## Exercise aim
Search the listing for "window" and copy every line where it appears.
+++ Records for this task
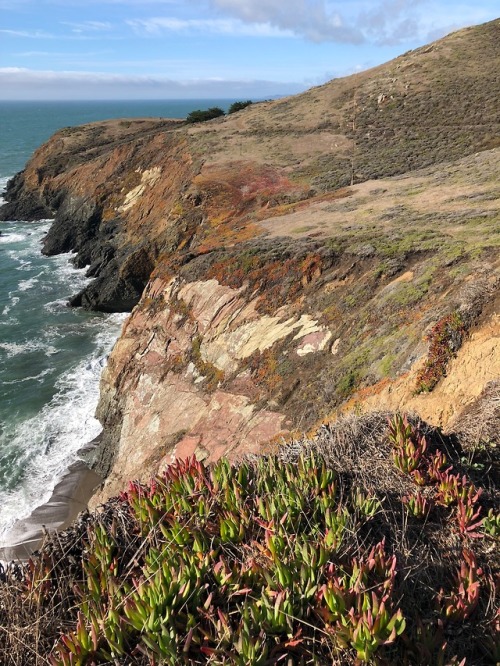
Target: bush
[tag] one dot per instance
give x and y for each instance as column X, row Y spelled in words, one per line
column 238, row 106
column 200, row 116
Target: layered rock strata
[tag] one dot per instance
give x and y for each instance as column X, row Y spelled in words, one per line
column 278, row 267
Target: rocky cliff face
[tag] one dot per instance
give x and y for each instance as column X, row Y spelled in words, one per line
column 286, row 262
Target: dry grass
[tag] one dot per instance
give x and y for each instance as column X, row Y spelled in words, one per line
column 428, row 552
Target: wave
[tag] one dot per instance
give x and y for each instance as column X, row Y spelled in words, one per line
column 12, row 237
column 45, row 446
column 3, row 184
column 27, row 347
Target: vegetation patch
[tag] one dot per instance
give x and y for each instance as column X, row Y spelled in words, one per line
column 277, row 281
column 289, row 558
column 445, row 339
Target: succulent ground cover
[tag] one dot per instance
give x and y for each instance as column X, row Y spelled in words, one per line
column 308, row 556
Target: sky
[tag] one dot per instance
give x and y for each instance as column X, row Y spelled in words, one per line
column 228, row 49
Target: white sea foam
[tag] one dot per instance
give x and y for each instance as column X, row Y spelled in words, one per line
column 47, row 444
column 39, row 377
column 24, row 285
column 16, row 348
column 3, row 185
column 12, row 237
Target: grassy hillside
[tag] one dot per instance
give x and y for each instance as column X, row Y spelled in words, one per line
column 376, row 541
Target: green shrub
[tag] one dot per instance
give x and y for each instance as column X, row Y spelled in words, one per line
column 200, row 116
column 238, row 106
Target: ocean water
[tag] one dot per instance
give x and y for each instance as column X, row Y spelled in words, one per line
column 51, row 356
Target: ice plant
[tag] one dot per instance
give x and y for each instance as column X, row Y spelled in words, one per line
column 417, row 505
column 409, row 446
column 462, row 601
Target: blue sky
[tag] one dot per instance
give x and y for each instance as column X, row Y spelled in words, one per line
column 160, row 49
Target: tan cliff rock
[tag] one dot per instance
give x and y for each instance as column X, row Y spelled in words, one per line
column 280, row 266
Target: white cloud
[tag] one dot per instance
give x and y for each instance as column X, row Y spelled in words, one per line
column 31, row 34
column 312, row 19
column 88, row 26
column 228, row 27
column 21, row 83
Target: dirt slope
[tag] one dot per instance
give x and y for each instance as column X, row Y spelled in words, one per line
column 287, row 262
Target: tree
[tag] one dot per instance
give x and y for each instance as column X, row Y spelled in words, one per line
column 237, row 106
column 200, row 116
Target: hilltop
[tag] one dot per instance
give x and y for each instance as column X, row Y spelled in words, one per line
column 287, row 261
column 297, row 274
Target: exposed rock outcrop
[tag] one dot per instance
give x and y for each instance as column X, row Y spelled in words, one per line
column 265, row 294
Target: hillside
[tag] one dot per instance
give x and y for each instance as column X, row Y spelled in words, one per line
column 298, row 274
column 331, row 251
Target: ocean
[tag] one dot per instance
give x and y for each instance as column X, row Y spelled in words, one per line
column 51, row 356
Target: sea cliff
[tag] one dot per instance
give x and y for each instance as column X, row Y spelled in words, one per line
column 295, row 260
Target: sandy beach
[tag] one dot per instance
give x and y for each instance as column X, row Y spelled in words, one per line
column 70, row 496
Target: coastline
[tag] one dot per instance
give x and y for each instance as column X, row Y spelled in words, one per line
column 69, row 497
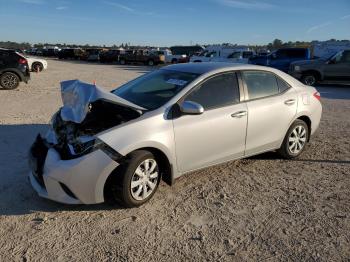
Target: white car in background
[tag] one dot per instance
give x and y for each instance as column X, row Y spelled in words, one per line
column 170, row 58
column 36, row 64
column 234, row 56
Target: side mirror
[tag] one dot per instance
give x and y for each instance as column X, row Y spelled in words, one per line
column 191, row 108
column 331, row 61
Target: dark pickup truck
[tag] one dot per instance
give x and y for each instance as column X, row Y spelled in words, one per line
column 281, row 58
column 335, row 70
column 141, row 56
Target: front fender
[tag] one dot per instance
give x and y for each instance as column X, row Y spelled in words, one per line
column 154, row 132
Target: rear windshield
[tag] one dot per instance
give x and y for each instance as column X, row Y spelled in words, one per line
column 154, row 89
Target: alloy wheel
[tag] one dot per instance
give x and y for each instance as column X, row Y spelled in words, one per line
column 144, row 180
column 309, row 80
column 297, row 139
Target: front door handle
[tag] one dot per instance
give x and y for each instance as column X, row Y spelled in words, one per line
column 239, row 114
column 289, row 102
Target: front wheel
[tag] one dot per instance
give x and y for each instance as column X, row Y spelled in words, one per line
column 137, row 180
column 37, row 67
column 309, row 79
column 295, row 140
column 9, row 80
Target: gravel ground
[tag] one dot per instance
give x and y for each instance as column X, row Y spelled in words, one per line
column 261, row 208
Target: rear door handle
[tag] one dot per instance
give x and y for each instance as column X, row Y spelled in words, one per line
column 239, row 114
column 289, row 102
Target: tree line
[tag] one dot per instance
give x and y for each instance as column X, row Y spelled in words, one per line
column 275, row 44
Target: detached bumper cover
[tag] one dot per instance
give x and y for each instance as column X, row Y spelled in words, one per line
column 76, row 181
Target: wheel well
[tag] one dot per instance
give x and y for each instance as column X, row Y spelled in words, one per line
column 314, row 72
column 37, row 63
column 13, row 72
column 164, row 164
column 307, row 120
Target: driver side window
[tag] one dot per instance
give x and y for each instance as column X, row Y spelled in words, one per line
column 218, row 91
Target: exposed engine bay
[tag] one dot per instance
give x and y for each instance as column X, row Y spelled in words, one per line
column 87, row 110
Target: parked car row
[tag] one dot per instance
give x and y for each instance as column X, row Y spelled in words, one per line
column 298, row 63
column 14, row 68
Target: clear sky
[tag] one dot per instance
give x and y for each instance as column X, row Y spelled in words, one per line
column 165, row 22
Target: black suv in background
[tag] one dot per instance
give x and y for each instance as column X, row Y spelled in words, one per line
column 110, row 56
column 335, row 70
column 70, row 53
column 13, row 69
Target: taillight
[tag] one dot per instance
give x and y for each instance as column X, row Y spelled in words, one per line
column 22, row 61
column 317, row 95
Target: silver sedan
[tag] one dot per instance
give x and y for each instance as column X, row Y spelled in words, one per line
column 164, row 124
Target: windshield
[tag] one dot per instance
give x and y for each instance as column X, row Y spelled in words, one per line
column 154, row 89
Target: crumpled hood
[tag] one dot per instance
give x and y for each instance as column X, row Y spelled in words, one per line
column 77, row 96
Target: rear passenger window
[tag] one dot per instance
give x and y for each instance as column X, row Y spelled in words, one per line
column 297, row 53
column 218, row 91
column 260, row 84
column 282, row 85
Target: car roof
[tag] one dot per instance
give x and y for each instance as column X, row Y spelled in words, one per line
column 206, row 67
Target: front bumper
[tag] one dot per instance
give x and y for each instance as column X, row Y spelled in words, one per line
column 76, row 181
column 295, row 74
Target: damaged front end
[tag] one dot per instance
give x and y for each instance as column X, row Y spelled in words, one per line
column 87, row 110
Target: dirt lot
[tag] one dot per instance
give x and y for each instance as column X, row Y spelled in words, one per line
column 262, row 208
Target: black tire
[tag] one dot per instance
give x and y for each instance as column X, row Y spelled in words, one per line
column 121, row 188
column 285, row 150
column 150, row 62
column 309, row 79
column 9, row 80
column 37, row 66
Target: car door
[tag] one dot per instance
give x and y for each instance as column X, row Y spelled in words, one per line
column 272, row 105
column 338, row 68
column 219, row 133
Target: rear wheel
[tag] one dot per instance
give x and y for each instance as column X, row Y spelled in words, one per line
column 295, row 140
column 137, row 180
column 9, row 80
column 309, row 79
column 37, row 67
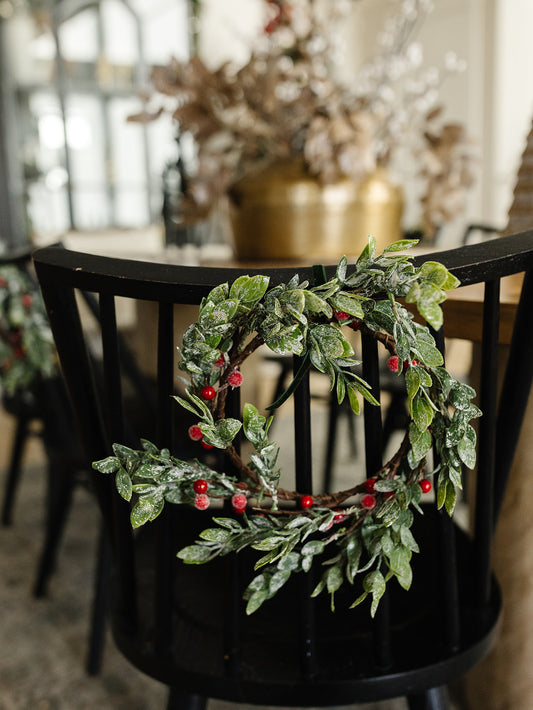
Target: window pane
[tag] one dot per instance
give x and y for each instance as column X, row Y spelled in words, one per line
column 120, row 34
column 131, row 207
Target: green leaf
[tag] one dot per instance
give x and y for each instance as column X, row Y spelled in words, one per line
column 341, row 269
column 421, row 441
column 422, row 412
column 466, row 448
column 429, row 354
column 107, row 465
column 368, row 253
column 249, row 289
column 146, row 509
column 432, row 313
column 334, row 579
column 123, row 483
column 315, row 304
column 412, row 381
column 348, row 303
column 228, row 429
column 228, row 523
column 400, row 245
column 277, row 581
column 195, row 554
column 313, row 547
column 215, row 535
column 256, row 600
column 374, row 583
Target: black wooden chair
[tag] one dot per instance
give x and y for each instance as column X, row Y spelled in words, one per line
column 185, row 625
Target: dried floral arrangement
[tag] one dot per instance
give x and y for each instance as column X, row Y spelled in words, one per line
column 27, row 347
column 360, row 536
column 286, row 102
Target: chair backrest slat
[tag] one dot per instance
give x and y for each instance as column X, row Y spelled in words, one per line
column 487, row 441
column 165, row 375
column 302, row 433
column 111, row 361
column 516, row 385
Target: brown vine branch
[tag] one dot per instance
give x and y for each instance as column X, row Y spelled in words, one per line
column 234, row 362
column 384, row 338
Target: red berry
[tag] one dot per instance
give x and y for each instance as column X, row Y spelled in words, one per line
++++++
## Output of the exercise
Target: driver side window
Target: rear passenger window
Target: window pane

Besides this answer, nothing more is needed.